**TEXT TO READ**
+--
Paragraphs 28 and 28A: the alleged new agreement

  1. To understand the defence raised in paragraphs 28 and 28A, it is necessary to return to the narrative description drawn from admitted facts in the statement of claim and to the allegations constituting the breach of contract claim in the statement of claim.

  2. On 21 March 2011 Samfa gave Tan Partners an authority to pay and distribute the sale surplus in accordance with the spreadsheet, as modified by the Acknowledgment Deed.[31] It is alleged in the statement of claim, and admitted, that Samfa has made repeated demands to each of the new DFO partners calling upon them to give Tan Partners an irrevocable direction and otherwise to execute and deliver all requested documentation to ensure that the priority payment is made to Samfa in accordance with cl 4.1 of the Acknowledgement Deed.[32]  It is not in dispute that the new DFO partners have not given that direction.

    [31]Amended Statement of Claim (filed 21 November 2011), 9 [23]; Defence and Counterclaim (filed 1 December 2011), 10-11 [23]; Exhibit RE-8 to the affidavit of Richard Hedley Earl sworn 28 November 2011.

    [32]Amended Statement of Claim (filed 21 November 2011), 9 [24]; Defence and Counterclaim (filed 1 December 2011), 11 [24].

  1. It is alleged that on about 9 September 2011, claimants demanded payment of their share of monies from the sale surplus.[33]  The allegation is particularised as follows:

    [33]Amended Statement of Claim (filed 21 November 2011), 11 [27].

    Particulars

    A.On or about 2 September 2011, Perpetual Trustee Company Ltd, one of the lender Claimants, served a creditor’s statutory demand for debt on DFOE and DFOH and, at the time of so doing, warned that if all Claimants did not agree to the distribution to it of its share of the Sale Surplus forthwith, it would proceed to wind up DFOE and DFOH.

    B.Following this, a meeting was held on 9 September 2011 at Gadens, Bourke Place, 600 Bourke Street, Melbourne at which Simon Tan attended and the Claimants attended by their representatives, in person or by telephone.  At this meeting all or many Claimants demanded payment of their share of monies from the Sale Surplus.
+--
**OBJECTIVE**
According to the passage on the alleged new agreement, on what date did Samfa give Tan Partners an authority to pay and distribute the sale surplus?

**DATA ROWS**
+--
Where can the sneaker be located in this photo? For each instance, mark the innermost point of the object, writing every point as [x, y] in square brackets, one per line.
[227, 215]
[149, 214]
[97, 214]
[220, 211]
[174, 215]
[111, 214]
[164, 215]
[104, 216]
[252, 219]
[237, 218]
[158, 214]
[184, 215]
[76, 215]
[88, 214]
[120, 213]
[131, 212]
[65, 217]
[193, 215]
+--
**RIGHT ANSWER**
21 March 2011